For reference, these are the threads I found with info on rebuilding the amp boards:
https://www.nsxprime.com/FAQ/DIY/bose_rr.htm
http://www.nsxprime.com/forum/showthread.php/38480-Driver-s-door-amplifier

 

[B2FiNiTY]

A video would be very cool!

 

[Old Guy]

Excellent information!

Are you planning for MOSFET replacement because you know or suspect that you have a MOSFET failure? The reason I ask is that unlike electrolytic capacitors which definitely age with time and temperature, the ageing rate in semiconductors is generally glacial (with notable exceptions in some earlier integrated circuits which had rather spectacular failure rates) and not likely a problem. If one or more of the MOSFETS has failed because of an associated capacitor failure, then absolutely plan for replacement. If not, they might be better left alone.

First tip is that the solder side of the circuit board will likely be covered with something called conformal coating which protects the solder from deterioration. When you attempt to desolder the components the conformal coating will get on the soldering iron tip, typically fouling it so that you don't get good tinning and heat flow and making the job harder than necessary. Try to remove the conformal coating just on the soldering pads that you are attempting to desolder. Some conformal coatings will dissolve when acetone is applied with a cotton swab. Some coating are harder and it may be necessary to carefully abrade the coating with something like a soft bristle brass wire brush (no steel bristles). If you have conformal coating remaining on the solder pads after removal of the parts it will make soldering of the new parts in place difficult.


Second tip. You specified a soldering iron. To be more specific it should be a 25 W or less soldering iron, preferably with a small chisel (not pointy) tip. People with Weller 125 W soldering guns should stay away. You specified desoldering braid which means that you have way more coordination and patience than I have, particularly when using a 25 W iron. I prefer a solder vac - much easier to use and good ones are fairly inexpensive. This one is really cheap; but, I can't advise on how good it is.

https://www.sparkfun.com/products/13203

The hot ticket (no pun intended) would be a hot air rework station if you can beg or borrow one from a friend who does electronics type stuff. Inexpensive rework stations are available; but, would still be too pricey for this project unless you are planning on taking this up as a hobby.

(Photo object pointing listing)
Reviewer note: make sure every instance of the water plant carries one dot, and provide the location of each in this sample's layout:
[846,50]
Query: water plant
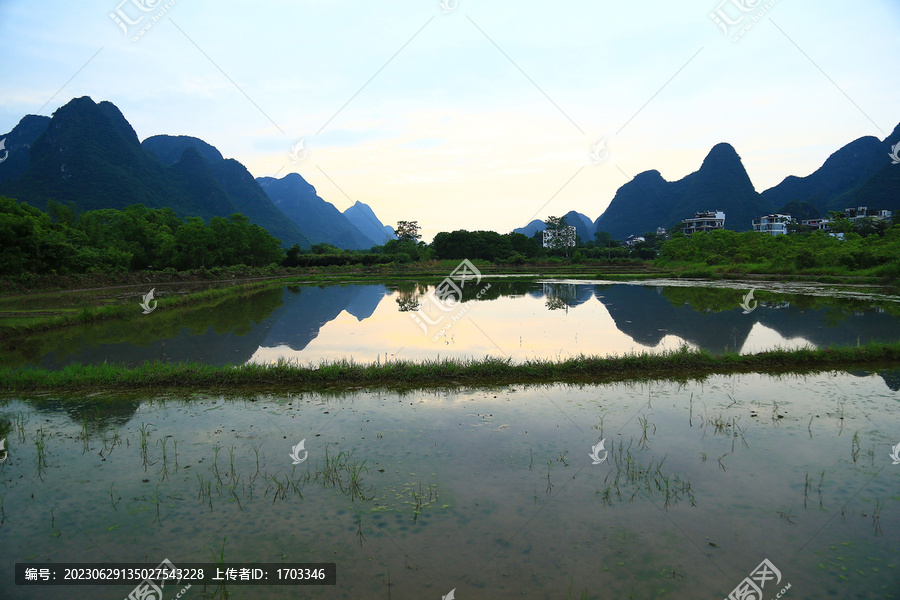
[145,440]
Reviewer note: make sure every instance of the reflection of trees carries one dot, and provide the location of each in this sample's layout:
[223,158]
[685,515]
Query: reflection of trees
[559,295]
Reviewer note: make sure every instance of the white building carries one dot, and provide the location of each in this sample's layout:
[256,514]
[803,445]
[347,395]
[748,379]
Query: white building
[775,224]
[704,221]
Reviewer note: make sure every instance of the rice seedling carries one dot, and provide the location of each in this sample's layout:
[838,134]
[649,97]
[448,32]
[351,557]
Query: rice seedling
[876,516]
[20,419]
[492,370]
[56,532]
[255,450]
[113,499]
[216,449]
[644,442]
[360,538]
[85,434]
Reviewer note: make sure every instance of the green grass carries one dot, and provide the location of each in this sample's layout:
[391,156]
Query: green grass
[677,364]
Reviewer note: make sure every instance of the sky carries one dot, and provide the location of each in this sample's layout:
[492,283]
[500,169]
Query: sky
[467,114]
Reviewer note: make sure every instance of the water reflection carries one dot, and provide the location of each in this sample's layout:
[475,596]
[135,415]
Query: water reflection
[520,320]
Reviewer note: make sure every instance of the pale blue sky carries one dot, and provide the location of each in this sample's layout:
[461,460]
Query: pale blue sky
[482,117]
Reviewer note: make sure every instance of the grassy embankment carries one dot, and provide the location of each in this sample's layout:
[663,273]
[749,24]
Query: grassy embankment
[677,364]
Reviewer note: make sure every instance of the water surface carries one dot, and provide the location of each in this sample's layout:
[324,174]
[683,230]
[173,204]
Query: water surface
[488,491]
[520,321]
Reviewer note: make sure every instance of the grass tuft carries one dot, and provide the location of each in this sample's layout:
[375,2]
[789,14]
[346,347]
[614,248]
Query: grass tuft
[681,363]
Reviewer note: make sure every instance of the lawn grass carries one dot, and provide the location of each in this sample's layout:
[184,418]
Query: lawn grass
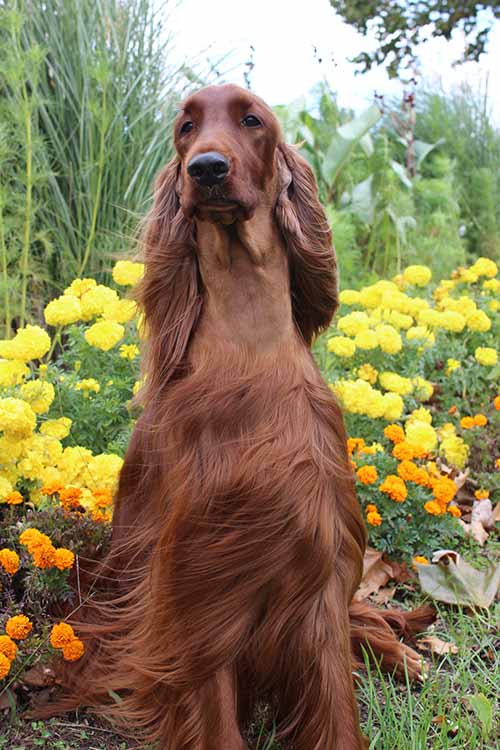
[395,714]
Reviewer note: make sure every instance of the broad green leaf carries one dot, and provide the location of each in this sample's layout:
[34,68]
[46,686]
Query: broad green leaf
[344,141]
[484,711]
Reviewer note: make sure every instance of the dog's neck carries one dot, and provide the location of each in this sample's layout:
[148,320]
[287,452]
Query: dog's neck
[245,275]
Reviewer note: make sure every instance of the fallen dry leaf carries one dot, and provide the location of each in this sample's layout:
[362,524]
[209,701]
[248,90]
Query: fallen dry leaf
[436,645]
[376,573]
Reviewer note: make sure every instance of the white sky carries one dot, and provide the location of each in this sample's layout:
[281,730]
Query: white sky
[284,33]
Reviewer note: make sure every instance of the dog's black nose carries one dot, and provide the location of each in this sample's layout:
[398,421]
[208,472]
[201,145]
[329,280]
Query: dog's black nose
[208,169]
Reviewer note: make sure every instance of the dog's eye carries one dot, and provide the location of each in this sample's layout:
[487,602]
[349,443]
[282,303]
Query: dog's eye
[250,121]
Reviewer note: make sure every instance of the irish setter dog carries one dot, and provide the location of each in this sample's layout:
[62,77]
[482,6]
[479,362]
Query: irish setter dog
[237,537]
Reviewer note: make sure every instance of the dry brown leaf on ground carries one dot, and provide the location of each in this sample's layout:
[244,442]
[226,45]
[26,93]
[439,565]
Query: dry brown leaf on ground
[376,573]
[436,645]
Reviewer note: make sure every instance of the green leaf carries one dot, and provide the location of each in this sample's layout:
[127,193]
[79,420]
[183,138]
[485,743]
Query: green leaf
[484,711]
[344,141]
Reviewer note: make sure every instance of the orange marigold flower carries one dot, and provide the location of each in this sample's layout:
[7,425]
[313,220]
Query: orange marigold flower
[480,420]
[51,489]
[18,627]
[9,560]
[14,498]
[394,487]
[61,634]
[69,497]
[433,508]
[367,474]
[374,518]
[420,560]
[63,558]
[7,647]
[481,494]
[103,498]
[44,556]
[444,490]
[4,666]
[403,451]
[73,650]
[394,433]
[354,444]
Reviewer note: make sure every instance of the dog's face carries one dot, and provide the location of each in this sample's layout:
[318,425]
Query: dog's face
[226,140]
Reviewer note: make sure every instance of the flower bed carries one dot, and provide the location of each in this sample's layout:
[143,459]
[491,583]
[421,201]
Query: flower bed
[413,364]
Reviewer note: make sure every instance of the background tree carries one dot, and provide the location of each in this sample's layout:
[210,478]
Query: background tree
[400,26]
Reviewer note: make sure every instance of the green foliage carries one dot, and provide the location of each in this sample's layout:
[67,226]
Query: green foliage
[400,26]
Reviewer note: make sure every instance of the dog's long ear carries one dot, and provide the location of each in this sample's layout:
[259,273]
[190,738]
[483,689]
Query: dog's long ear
[168,294]
[313,268]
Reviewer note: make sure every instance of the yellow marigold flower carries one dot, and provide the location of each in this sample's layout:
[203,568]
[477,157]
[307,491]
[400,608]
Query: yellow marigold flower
[64,558]
[127,273]
[12,372]
[17,418]
[418,275]
[481,494]
[7,647]
[394,433]
[455,451]
[44,556]
[30,342]
[61,634]
[63,311]
[433,508]
[367,474]
[389,339]
[451,365]
[353,323]
[485,355]
[479,321]
[444,490]
[480,420]
[121,310]
[4,666]
[391,381]
[374,518]
[57,428]
[18,627]
[9,560]
[79,287]
[403,451]
[349,297]
[14,498]
[393,406]
[104,335]
[367,372]
[69,497]
[366,339]
[87,385]
[394,487]
[39,394]
[341,346]
[95,301]
[485,267]
[131,351]
[73,650]
[421,434]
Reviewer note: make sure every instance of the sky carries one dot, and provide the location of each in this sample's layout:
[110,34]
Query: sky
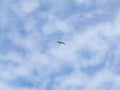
[30,58]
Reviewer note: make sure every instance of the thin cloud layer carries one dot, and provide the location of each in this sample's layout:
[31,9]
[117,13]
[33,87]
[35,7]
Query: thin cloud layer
[30,58]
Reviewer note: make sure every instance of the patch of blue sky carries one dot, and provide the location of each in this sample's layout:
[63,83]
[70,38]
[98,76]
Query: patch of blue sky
[7,46]
[91,70]
[64,70]
[23,82]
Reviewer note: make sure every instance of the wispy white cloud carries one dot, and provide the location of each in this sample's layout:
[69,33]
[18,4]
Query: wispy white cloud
[30,59]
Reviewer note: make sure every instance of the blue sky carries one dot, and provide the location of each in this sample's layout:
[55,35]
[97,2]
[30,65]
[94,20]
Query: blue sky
[30,59]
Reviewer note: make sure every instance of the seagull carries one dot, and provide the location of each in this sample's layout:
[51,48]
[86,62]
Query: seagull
[60,42]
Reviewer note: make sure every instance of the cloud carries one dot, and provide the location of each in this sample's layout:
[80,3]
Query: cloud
[30,59]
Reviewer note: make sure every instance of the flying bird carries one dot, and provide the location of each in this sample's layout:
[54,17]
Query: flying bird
[60,42]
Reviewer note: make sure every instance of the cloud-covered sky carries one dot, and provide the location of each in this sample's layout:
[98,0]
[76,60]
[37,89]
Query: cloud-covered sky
[30,59]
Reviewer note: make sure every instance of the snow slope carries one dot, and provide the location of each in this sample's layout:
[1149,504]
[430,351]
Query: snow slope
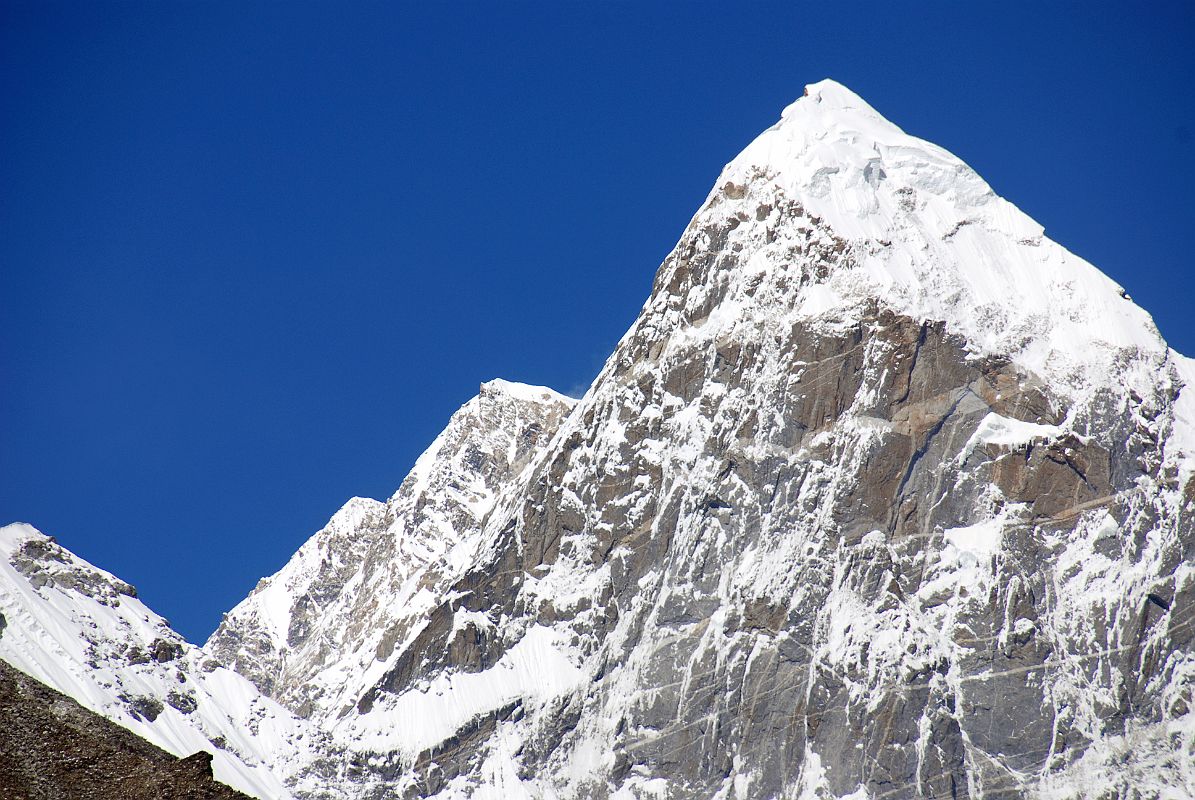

[What this exercise asks]:
- A) What soldering iron wattage does the amplifier repair thread recommend?
- B) Reproduce the passage of the amplifier repair thread starting at "Are you planning" and ending at "better left alone.", swapping "electrolytic capacitors" for "ceramic capacitors".
- C) Carry on the amplifier repair thread from its final sentence.
The listing has no connection to the amplifier repair thread.

[Answers in order]:
- A) 25 W or less.

- B)
Are you planning for MOSFET replacement because you know or suspect that you have a MOSFET failure? The reason I ask is that unlike ceramic capacitors which definitely age with time and temperature, the ageing rate in semiconductors is generally glacial (with notable exceptions in some earlier integrated circuits which had rather spectacular failure rates) and not likely a problem. If one or more of the MOSFETS has failed because of an associated capacitor failure, then absolutely plan for replacement. If not, they might be better left alone.

- C)
As final optional icing on the cake, a can of flux cleaner to remove soldering residues from the board and a can of nasty conformal coating to replace the nasty conformal coating that you removed.

 

[MotorMouth93]

Great post, thanks for the input Old Guy.

The MOSFETs are super easy to replace so I'm just taking care of it while I'm in there. Desoldering and replacing them is a joke compared to messing with the capacitors. I'm also trying to see if I can get away with replacing them with the variant that does not have the mounting tab coated in plastic, it has identical electrical characteristics but substantially better power dissipation and continuous current ratings so I'm exploring using those instead along with small individual heat sinks to prevent shorts. Yes, it's definitely fixing something that ain't broke, but I enjoy this sort of thing so hey, why not?

There is a conformal coating on both sides of the board but I just ignored it and didn't really notice it while soldering. On the next one I'll try removing it with a bit of acetone first though to see if it makes it a bit easier, whatever they use on these boards isn't irritating enough to use a wire wheel though.

Excellent point about the soldering iron power rating, too much heat will cause all sorts of problems. I started out lazy and tried to use my butane iron, but that got way too hot and started causing the traces to delaminate around the holes so I switched to my 25W Weller iron and had far fewer issues after that, and I could see even less power being safer too.

The trick to using a desoldering braid is flux, dip the tip of the wick in flux and it will suck everything out of the hole in a second or two. I can see a solder sucker working better for lead-free solder though since it's so much more annoying to work with.

I do, however, disagree with using a hot air rework station for this. My degree is in computer engineering and I've done plenty of soldering myself as well as worked closely with people who's literal job is to do reworks on stuff all day, and I've never once seen those guys use hot air for simple component replacement. With hot air you run the risk of heating up things you don't intend to heat and causing other problems.

 

[Old Guy]

I do, however, disagree with using a hot air rework station for this. My degree is in computer engineering and I've done plenty of soldering myself as well as worked closely with people who's literal job is to do reworks on stuff all day, and I've never once seen those guys use hot air for simple component replacement. With hot air you run the risk of heating up things you don't intend to heat and causing other problems.

Perhaps we are talking about different things. I was thinking something like the following. Its not a premium example; but, definitely falls into the price range for casual home use.

https://www.gqelectronicsllc.com/comersus/store/comersus_viewItem.asp?idProduct=4432

They come with interchangeable nozzles. The smallest nozzle is around 2.5 mm which allows you to pretty effectively limit the heating area to avoid peripheral damage. On something like a capacitor you can pick a nozzle which is just large enough to cover both leads so you can de solder both at the same time. Heat and pull on the can - off the board in 5 seconds or less. Also, remember that you are heating from the solder side of the board so individual components don't get that much exposure. They are the slick trick for removing ICs from boards. The specific nozzle adapter fits over all the IC pins at once allowing the IC to be pulled up easily because all the pins are de soldered at once. Its the only way to go for doing home type work on SMDs. Trying to mount SMDs with a soldering iron is ........

Perhaps you were thinking about one of these?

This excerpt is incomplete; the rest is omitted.